- **SELECTED TEXT**:
■ ■ ■ ■
He needs intense parenting, which is to say, he needs focused exclusive unconditional attention. I can ask him for compliance, cooperation, and communication. But I can't ask him for love or gratitude - I have no claim on how he feels. What we do as his parents needs to be done regardless of whether he seems to appreciate it. It's like being a pair of headlights. I think our job is to be a strong, steady beam of light shining brightly on his path to help him see. We can't just flicker our lights at him and then disappear into darkness to see if he responds. We basically have to follow him around and light him up wherever he is. Tim did that yesterday - T. had gone awol, and Tim actually tracked him right up to the street corner where he was hanging out, and hit him with that spotlight of parental supervision and guided him home. Had he done it in anger, T. would have freaked. But he did it with the detached bemusement and calm of a sports refereee and T. didn't even really object - I think he was more surprised than anything else. Nobody has bothered to keep track of him for most of his childhood.

The second reason for keeping a lid on personal emotional needs is that he simply is not capable of a mature reciprocal relationship right now. He didn't get that early childhood experience of being the object of someone else's exclusive devoted attention, and that has to come first. He is quick to think that he must be "good" in order to be loved, and since he can't be "good", he must be unlovable. I don't think a person can give until they believe they have something to give. This must be common with abused and abandoned children. I see him reaching for an explanation for why nobody "kept" him during his early childhood, and the most readily available conclusion for his child-mind is that he must have been a bad person. So the pressure of reciprocity is too much for him - he isn't sure anybody wants what he has to give back.

And my third thought about why raising a traumatized kid isn't an emotional two way street has to do with the need for total consistency. My partner is a musician, and he always says that without the rigid structure of musical scales and notes, there would be no framework within which to create music. I think T.'s life is like that. Without a tight, predictable structure, he experiences anxiety and chaos, not freedom or creativity. Providing adequate structure means saying and doing the same things over and over again regardless of how tired or frustrated or excited or angry we might feel. It means writing down the rules, explaining them, then enforcing them over and over and over in the same exact way, in the same quiet voice, in the same few words, with the same warm facial expression. The difference to me between discipline and punishment has a lot to do with the emotional state of the person doing the disciplining or punishing; I try to feel the difference between asserting consequences in order to relieve my own frustration versus asserting consequences in order to provide predictability for T.
■ ■ ■ ■
- **EXTRACTED RECORDS**:
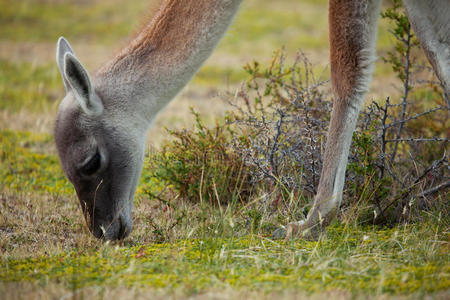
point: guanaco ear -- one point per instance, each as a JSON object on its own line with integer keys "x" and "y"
{"x": 80, "y": 84}
{"x": 62, "y": 47}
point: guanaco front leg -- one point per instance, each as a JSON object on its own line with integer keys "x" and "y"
{"x": 352, "y": 31}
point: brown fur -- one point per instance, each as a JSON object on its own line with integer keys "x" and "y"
{"x": 171, "y": 33}
{"x": 345, "y": 44}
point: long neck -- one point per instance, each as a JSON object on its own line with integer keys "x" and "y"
{"x": 162, "y": 59}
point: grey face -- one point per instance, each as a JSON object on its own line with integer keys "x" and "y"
{"x": 100, "y": 156}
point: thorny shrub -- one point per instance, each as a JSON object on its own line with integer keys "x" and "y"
{"x": 271, "y": 144}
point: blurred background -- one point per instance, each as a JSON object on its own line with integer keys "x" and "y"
{"x": 31, "y": 87}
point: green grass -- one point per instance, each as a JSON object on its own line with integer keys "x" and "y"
{"x": 401, "y": 260}
{"x": 209, "y": 248}
{"x": 182, "y": 248}
{"x": 30, "y": 87}
{"x": 36, "y": 20}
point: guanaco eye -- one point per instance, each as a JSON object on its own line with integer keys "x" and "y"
{"x": 92, "y": 165}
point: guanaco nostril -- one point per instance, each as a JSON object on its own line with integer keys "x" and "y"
{"x": 122, "y": 230}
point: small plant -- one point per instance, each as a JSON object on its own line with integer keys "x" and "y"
{"x": 270, "y": 146}
{"x": 200, "y": 166}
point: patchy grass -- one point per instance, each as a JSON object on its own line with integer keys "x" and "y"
{"x": 44, "y": 241}
{"x": 181, "y": 249}
{"x": 38, "y": 20}
{"x": 28, "y": 86}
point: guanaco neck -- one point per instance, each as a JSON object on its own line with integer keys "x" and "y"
{"x": 165, "y": 55}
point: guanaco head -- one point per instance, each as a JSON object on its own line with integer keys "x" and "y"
{"x": 99, "y": 153}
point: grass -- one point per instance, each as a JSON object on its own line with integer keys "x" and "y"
{"x": 181, "y": 249}
{"x": 359, "y": 260}
{"x": 208, "y": 248}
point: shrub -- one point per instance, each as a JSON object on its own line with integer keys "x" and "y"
{"x": 269, "y": 148}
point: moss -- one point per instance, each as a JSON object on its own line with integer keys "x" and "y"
{"x": 238, "y": 263}
{"x": 24, "y": 168}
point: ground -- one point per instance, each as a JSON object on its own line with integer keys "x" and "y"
{"x": 209, "y": 253}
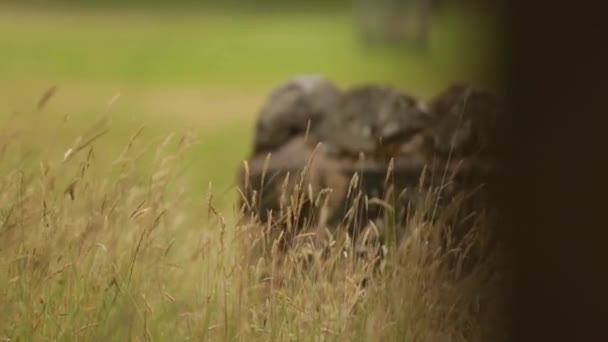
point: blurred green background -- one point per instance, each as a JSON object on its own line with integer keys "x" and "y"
{"x": 207, "y": 66}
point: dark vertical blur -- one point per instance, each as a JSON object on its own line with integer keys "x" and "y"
{"x": 554, "y": 181}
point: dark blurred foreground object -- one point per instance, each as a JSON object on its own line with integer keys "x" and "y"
{"x": 376, "y": 143}
{"x": 553, "y": 184}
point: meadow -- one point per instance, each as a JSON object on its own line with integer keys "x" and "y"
{"x": 117, "y": 189}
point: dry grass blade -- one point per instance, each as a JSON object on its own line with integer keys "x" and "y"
{"x": 46, "y": 97}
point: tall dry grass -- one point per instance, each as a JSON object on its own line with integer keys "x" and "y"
{"x": 103, "y": 244}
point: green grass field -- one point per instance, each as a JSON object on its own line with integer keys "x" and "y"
{"x": 210, "y": 71}
{"x": 140, "y": 253}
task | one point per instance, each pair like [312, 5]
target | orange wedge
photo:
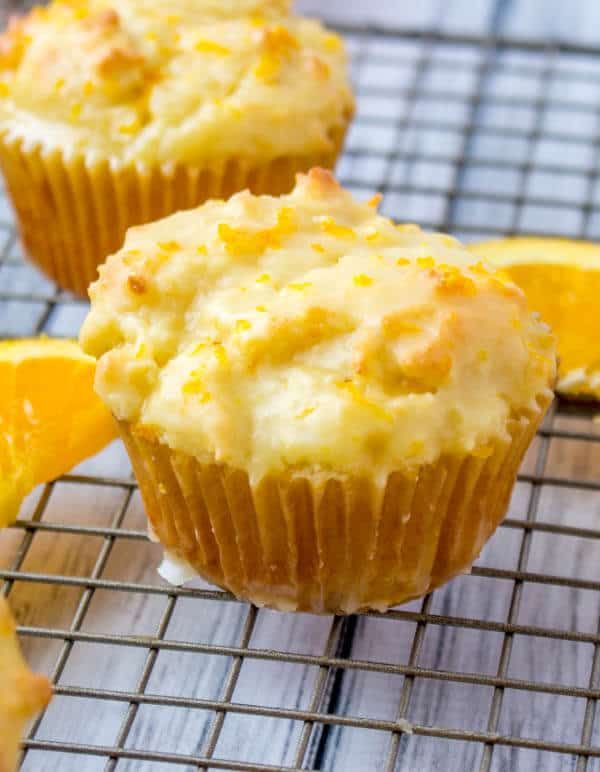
[50, 417]
[22, 694]
[561, 279]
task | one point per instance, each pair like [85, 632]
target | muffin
[22, 694]
[113, 114]
[325, 411]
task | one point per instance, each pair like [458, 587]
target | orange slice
[22, 694]
[561, 279]
[50, 417]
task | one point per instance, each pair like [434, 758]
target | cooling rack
[498, 670]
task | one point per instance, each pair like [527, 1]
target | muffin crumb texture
[307, 332]
[180, 81]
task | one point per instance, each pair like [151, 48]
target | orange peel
[22, 693]
[50, 417]
[561, 279]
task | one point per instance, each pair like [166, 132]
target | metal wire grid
[389, 150]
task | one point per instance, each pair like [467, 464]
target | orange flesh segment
[568, 299]
[50, 417]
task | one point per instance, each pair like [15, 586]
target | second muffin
[113, 114]
[324, 411]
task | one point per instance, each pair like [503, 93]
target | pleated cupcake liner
[323, 544]
[72, 213]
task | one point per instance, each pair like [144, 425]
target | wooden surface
[382, 125]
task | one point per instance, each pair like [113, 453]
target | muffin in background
[113, 114]
[325, 411]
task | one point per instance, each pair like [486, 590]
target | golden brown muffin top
[309, 331]
[140, 81]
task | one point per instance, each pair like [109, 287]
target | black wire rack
[476, 136]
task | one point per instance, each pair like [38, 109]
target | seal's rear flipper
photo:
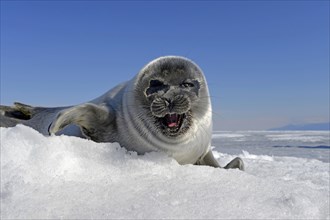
[235, 163]
[11, 116]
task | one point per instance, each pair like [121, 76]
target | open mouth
[173, 122]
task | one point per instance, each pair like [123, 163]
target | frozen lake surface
[304, 144]
[286, 177]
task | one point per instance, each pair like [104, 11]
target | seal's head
[173, 91]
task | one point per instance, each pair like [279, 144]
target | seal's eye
[187, 84]
[156, 83]
[156, 86]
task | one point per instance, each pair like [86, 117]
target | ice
[72, 178]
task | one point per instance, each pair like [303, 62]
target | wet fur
[131, 112]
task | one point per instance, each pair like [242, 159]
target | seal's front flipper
[209, 160]
[92, 119]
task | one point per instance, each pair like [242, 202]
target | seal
[166, 107]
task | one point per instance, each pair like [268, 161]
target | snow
[72, 178]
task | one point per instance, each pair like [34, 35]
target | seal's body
[166, 107]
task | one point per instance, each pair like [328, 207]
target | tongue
[172, 120]
[172, 124]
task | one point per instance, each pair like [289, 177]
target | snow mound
[73, 178]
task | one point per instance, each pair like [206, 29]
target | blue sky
[266, 62]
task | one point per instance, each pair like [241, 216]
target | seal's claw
[236, 163]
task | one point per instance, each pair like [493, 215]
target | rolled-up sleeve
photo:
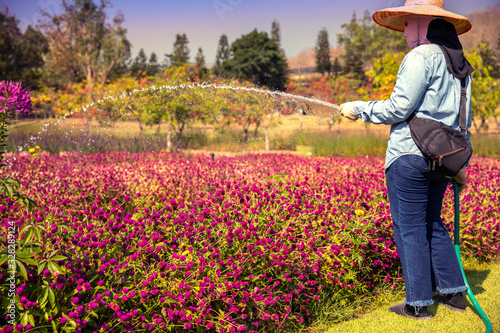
[411, 84]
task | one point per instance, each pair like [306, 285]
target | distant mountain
[485, 25]
[307, 57]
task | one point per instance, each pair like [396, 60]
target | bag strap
[462, 112]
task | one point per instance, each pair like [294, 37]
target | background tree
[276, 33]
[276, 36]
[257, 58]
[490, 58]
[200, 65]
[323, 62]
[22, 54]
[83, 46]
[221, 55]
[180, 53]
[364, 41]
[153, 66]
[336, 67]
[138, 68]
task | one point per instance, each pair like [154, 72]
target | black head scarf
[443, 33]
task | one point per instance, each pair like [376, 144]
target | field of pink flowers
[250, 243]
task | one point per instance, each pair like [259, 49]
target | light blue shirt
[424, 85]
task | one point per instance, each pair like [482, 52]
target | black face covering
[443, 33]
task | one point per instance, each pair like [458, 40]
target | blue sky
[153, 24]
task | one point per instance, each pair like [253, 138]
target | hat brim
[393, 18]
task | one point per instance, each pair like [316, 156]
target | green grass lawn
[484, 281]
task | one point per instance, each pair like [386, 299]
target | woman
[428, 84]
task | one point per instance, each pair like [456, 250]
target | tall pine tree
[221, 55]
[180, 54]
[200, 65]
[323, 61]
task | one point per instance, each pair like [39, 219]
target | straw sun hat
[392, 18]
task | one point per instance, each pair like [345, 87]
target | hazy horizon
[153, 24]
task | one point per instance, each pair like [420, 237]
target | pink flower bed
[250, 243]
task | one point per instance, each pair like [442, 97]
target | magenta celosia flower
[13, 98]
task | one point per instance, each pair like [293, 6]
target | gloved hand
[461, 180]
[347, 112]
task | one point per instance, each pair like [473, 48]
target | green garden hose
[456, 237]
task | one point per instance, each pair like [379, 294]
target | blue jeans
[424, 246]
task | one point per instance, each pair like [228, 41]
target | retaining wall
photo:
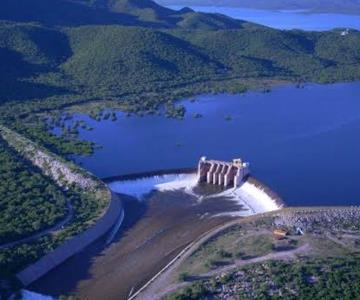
[73, 245]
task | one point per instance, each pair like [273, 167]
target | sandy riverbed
[162, 215]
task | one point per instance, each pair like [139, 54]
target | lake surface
[285, 19]
[302, 142]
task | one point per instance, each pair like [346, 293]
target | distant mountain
[337, 6]
[88, 48]
[144, 13]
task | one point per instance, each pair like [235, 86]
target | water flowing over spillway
[251, 198]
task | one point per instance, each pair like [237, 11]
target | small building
[280, 234]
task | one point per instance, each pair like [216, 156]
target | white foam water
[251, 199]
[139, 188]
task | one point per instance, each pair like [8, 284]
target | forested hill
[145, 13]
[86, 49]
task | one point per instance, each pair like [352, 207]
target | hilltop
[144, 13]
[138, 55]
[327, 6]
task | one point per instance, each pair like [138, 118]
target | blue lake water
[285, 19]
[303, 142]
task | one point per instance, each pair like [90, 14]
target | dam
[226, 174]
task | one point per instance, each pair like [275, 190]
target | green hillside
[89, 52]
[39, 62]
[29, 202]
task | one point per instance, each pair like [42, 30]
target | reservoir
[285, 19]
[302, 142]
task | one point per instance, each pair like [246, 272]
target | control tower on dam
[227, 174]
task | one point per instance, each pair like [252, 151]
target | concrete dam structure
[226, 174]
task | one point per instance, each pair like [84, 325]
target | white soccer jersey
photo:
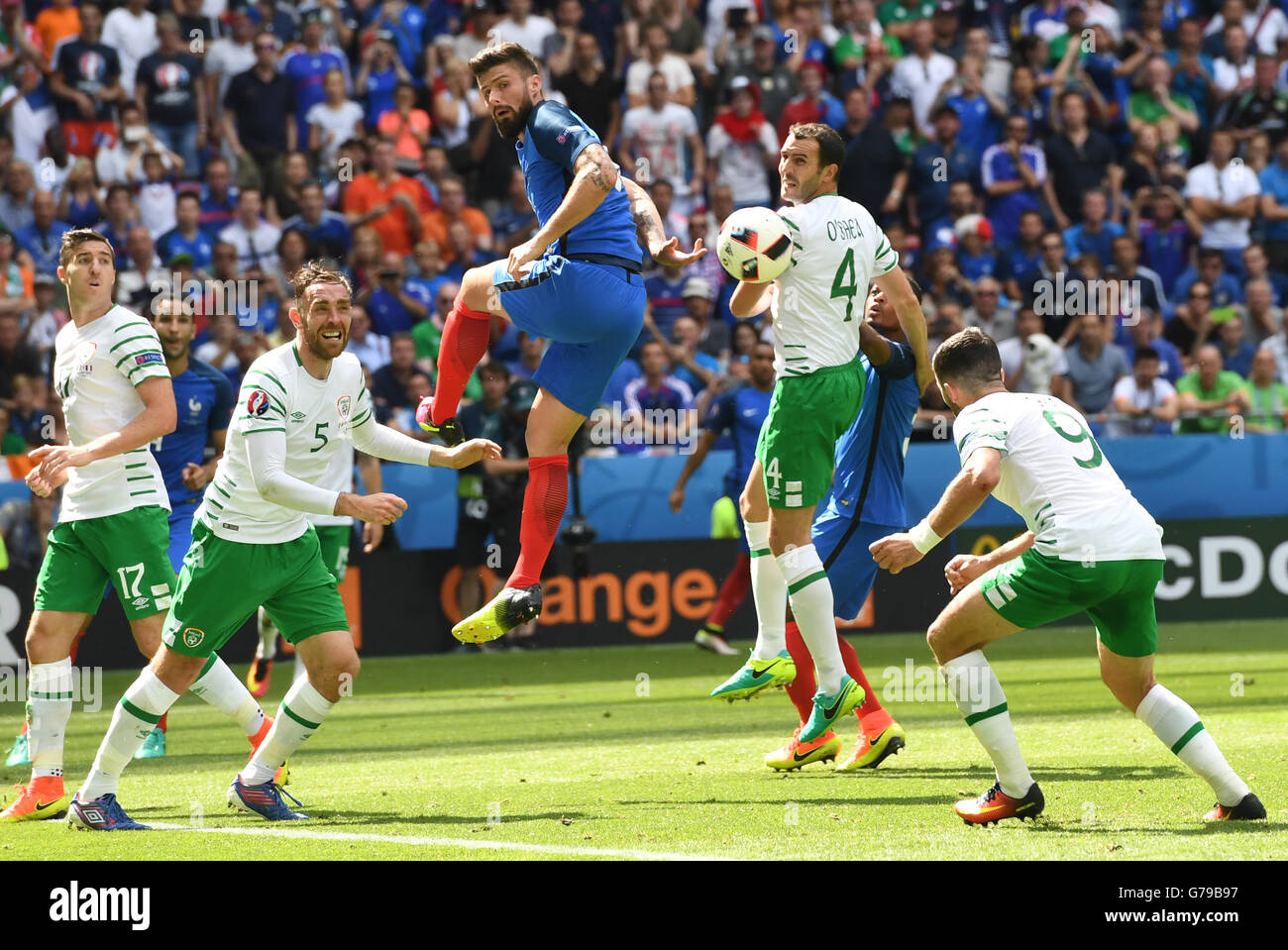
[818, 301]
[338, 477]
[97, 369]
[1055, 476]
[278, 394]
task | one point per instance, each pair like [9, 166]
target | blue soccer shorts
[842, 546]
[590, 313]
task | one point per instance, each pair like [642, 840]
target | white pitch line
[478, 845]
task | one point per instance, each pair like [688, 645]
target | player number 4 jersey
[316, 415]
[818, 301]
[1055, 476]
[97, 369]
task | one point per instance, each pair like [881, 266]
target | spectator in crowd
[742, 149]
[1256, 266]
[368, 345]
[1146, 398]
[187, 236]
[20, 189]
[254, 239]
[145, 275]
[85, 81]
[391, 203]
[226, 56]
[1030, 361]
[657, 403]
[1212, 390]
[814, 103]
[777, 85]
[327, 232]
[78, 198]
[1078, 158]
[655, 137]
[170, 90]
[658, 58]
[307, 64]
[1212, 270]
[394, 304]
[1224, 196]
[875, 172]
[590, 89]
[1261, 318]
[132, 31]
[1013, 174]
[43, 237]
[338, 119]
[378, 75]
[218, 197]
[390, 381]
[936, 166]
[1236, 351]
[258, 110]
[987, 312]
[1095, 366]
[922, 72]
[1094, 233]
[1267, 395]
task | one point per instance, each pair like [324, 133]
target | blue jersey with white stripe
[739, 412]
[554, 138]
[205, 403]
[868, 479]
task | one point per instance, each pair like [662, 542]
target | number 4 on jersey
[849, 288]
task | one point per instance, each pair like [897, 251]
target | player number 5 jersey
[316, 415]
[818, 301]
[1055, 476]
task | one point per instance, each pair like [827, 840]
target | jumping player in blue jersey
[864, 501]
[739, 412]
[576, 283]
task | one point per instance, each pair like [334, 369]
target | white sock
[267, 648]
[810, 594]
[769, 591]
[219, 686]
[1179, 727]
[301, 712]
[979, 696]
[50, 705]
[136, 716]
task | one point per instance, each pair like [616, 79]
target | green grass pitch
[616, 752]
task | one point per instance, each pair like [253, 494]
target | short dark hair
[1145, 353]
[831, 146]
[81, 236]
[969, 360]
[313, 273]
[490, 56]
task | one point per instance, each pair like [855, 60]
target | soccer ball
[754, 245]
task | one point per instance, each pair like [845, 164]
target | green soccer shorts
[223, 582]
[1033, 588]
[129, 550]
[798, 443]
[334, 540]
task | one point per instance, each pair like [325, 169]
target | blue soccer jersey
[205, 400]
[868, 480]
[554, 138]
[739, 412]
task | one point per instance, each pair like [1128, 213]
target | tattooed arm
[593, 176]
[648, 227]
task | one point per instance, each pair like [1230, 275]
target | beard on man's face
[513, 124]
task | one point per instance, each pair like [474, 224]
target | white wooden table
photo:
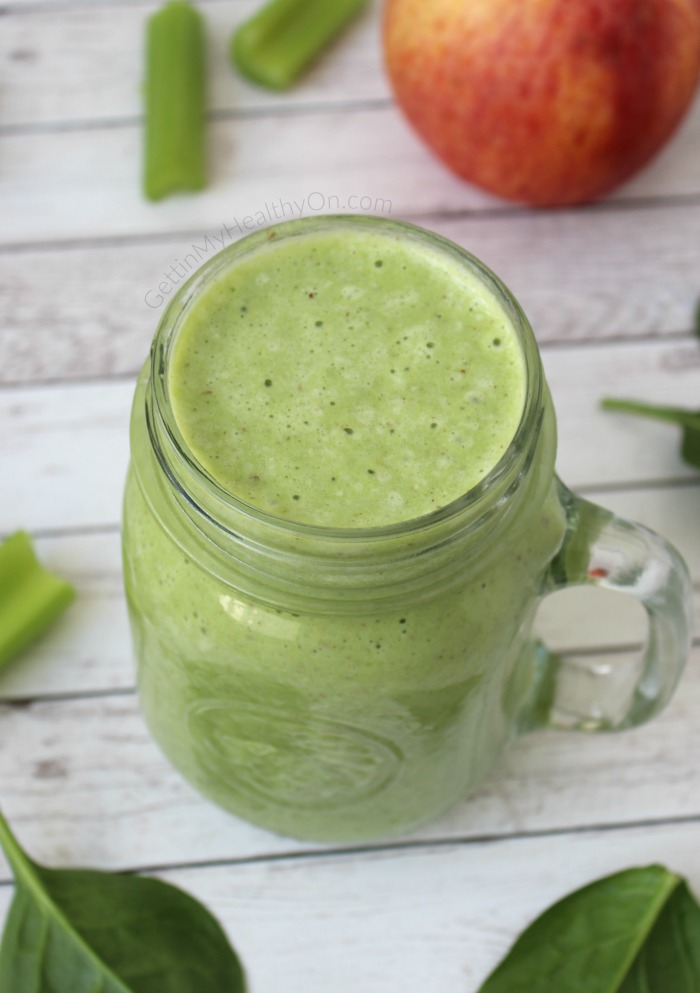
[610, 290]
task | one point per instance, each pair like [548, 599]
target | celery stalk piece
[175, 101]
[277, 43]
[31, 597]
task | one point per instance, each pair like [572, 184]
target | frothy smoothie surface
[346, 378]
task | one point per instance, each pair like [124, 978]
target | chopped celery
[31, 597]
[175, 98]
[278, 42]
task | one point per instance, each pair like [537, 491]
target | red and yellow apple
[545, 102]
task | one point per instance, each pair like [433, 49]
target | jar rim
[227, 511]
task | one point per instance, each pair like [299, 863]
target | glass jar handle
[601, 549]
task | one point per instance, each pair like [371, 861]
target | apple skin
[545, 102]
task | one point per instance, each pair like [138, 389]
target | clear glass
[348, 684]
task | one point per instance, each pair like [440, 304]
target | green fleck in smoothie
[344, 379]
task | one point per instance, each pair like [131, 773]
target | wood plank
[84, 64]
[90, 651]
[82, 311]
[430, 919]
[91, 761]
[257, 162]
[64, 448]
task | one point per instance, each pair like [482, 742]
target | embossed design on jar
[308, 763]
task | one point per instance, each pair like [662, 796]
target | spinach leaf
[637, 931]
[84, 931]
[688, 420]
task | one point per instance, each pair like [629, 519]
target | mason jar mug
[347, 683]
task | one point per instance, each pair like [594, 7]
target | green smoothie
[346, 380]
[355, 680]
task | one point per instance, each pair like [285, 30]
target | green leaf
[688, 420]
[31, 597]
[637, 931]
[83, 931]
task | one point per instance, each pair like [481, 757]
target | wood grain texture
[87, 311]
[49, 444]
[81, 65]
[91, 761]
[257, 162]
[89, 650]
[435, 919]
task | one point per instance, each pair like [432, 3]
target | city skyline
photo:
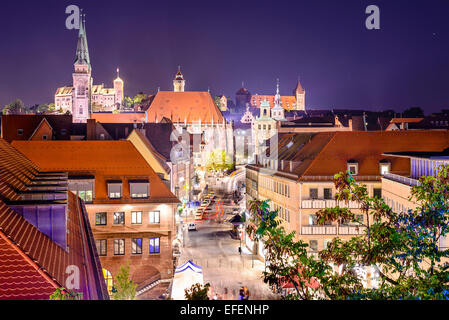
[341, 64]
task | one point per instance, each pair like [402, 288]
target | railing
[321, 204]
[405, 180]
[332, 230]
[319, 230]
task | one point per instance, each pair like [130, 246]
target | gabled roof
[32, 265]
[10, 124]
[184, 106]
[105, 159]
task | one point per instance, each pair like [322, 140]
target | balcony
[332, 230]
[401, 179]
[321, 204]
[312, 230]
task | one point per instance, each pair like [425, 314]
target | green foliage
[197, 292]
[402, 247]
[61, 294]
[125, 288]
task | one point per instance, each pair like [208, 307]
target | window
[138, 189]
[119, 247]
[83, 189]
[155, 217]
[313, 193]
[101, 219]
[155, 245]
[101, 247]
[136, 246]
[328, 193]
[353, 167]
[119, 218]
[313, 244]
[136, 217]
[384, 166]
[312, 219]
[115, 190]
[377, 192]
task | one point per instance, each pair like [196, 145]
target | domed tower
[118, 88]
[179, 83]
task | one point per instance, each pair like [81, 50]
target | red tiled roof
[118, 117]
[33, 249]
[107, 160]
[184, 106]
[367, 148]
[406, 120]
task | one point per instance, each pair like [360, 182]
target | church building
[83, 98]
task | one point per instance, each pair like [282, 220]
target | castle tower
[277, 113]
[82, 78]
[119, 90]
[300, 95]
[179, 83]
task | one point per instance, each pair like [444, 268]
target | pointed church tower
[277, 113]
[118, 88]
[82, 77]
[179, 83]
[300, 95]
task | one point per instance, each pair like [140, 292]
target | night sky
[219, 44]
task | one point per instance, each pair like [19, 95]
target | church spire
[82, 50]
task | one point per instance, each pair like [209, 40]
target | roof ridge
[322, 149]
[28, 259]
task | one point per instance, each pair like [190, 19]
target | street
[213, 248]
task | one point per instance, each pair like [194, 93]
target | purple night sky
[219, 44]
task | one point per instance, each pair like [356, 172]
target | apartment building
[46, 241]
[397, 186]
[300, 181]
[130, 209]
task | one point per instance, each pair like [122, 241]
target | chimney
[91, 130]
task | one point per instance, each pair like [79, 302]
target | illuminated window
■ ■ ■ ■
- **AIM OF THE TASK**:
Answer these questions about the text on parenting T.:
(a) What does the writer compare the parents' job to?
(b) Since T. believes he can't be "good," what does he conclude about himself?
(c) What is the occupation of the writer's partner?

- **EXERCISE ANSWER**:
(a) A pair of headlights: a strong, steady beam of light shining on T.'s path.
(b) That he must be unlovable.
(c) He is a musician.